_Passage_.
================

Development of a CanMEDS-based instrument for evaluating medical students’ perceptions of the key competencies of a socially accountable healthcare practitioner

The CanMEDS framework was selected because it was developed to address calls for greater social responsiveness in medicine[23], has been widely adopted for program accreditation including in South Africa [24], and has well-defined, observable competencies that are suitable for developing a quantitative instrument. Furthermore, CanMEDS has been used to develop several questionnaires evaluating medical trainees’ opinions regarding the importance of the competencies contained in the framework [25].

The first author selected 55 key/enabling competencies from the CanMEDS framework for potential inclusion in the instrument. Items were selected if they described competencies consistent with prevailing descriptions of the socially accountable healthcare practitioner [26, 27]. Through an iterative process of selection, checking, discussion, reselection, and final agreement on items, all authors used the selected competencies to formulate 35 statements reflecting the five competencies for each CanMEDS role, i.e. dimension that explicitly describes socially responsive, responsible and accountable behaviours/attributes. The dimensions were envisioned to be true domains of the construct of social accountability in order to allow for an aggregate model where a multidimensional construct is formed as an aggregate of its dimensions [28].

Cognitive interviews were held with a sample of 15 fourth-year medical students (2011 cohort) as a focus group to ensure readability and comprehension [29]. Each item had a 5-point Likert response scale ranging from: not important (1), slightly important (2), important (3), very important (4) and essential (5). Negatively worded items were reverse coded. The instrument was limited to 35 items because long surveys are associated with poor completion rates [30] and many scales/inventories have been significantly shortened in other studies without compromising quality and purpose, such as the Clinical Research Appraisal Inventory [31] and the Caring Behaviours Inventory [32].

================

_Work item 1_.
How would you translate this sentence from the passage on the CanMEDS-based instrument into Spanish: "Each item had a 5-point Likert response scale ranging from: not important (1), slightly important (2), important (3), very important (4) and essential (5)."
_Work item 2_.
Can you write the next part of the passage on the CanMEDS-based instrument, picking up after its final sentence?
The material after this point stands apart from the text on the CanMEDS-based instrument.

_Given material_.

================

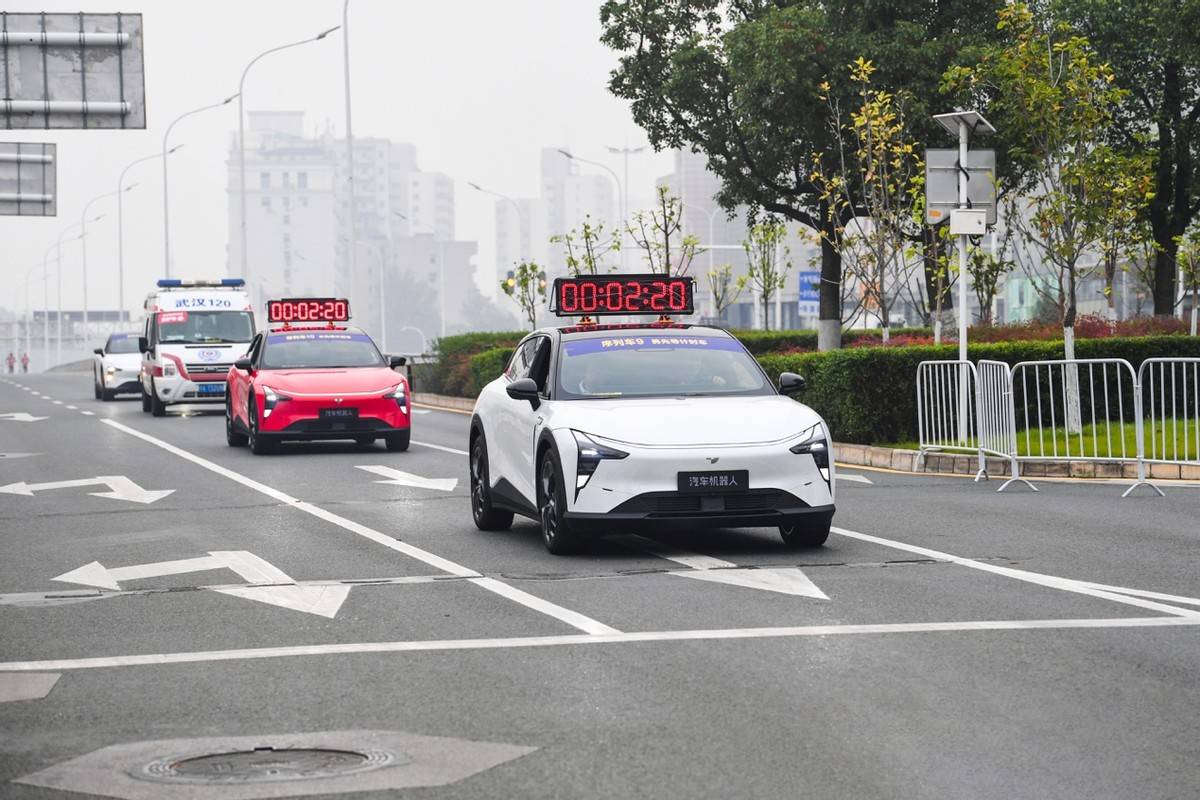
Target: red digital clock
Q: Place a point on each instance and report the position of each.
(623, 294)
(309, 310)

================

_Your response 1_.
Cada ítem tenía una escala de respuesta tipo Likert de 5 puntos que iba de: no importante (1), ligeramente importante (2), importante (3), muy importante (4) y esencial (5).

_Your response 2_.
Validity is explained in terms of ‘whether the research truly measures that which it is intended to measure or how truthful the results are’ [33]. Construct validity is considered to be ‘the whole of validity’ as per the Standards of Educational and Psychological Measurement, with multiple facets [34]. With regards to establishing validity evidence in this study, the internal structure of the instrument (relating to the statistical or psychometric characteristics) and its relationship to other variables (i.e. other existing well-established validated measures or a ‘gold standard’ [35]) was determined. The former was performed through a factor analysis, which is one way to determine internal structure, and provide evidence of validity [36], the latter by comparing the scores with those on the MSATU scale introduced earlier [37]. With permission from the authors, 10 items from the MSATU scale [15] were included in the questionnaire administered to participants. The selected items described the behaviour or attitudes of a socially accountable doctor and were rated using a 5-point Likert response scale ranging from completely disagree (1) to completely agree (5).

All pilot and survey data were entered into an Access database and exported as Excel spreadsheets for analysis using SPSS version 21 (IBM Corp., USA). Exploratory factor analysis (EFA) was performed using the data from the 35-item instrument in 2012 (pilot study) and the 45-item survey in 2013 (main study). Descriptive and inferential statistical analysis was only performed on data from the main study that included the 35-item instrument and the 10 items from the MSATU.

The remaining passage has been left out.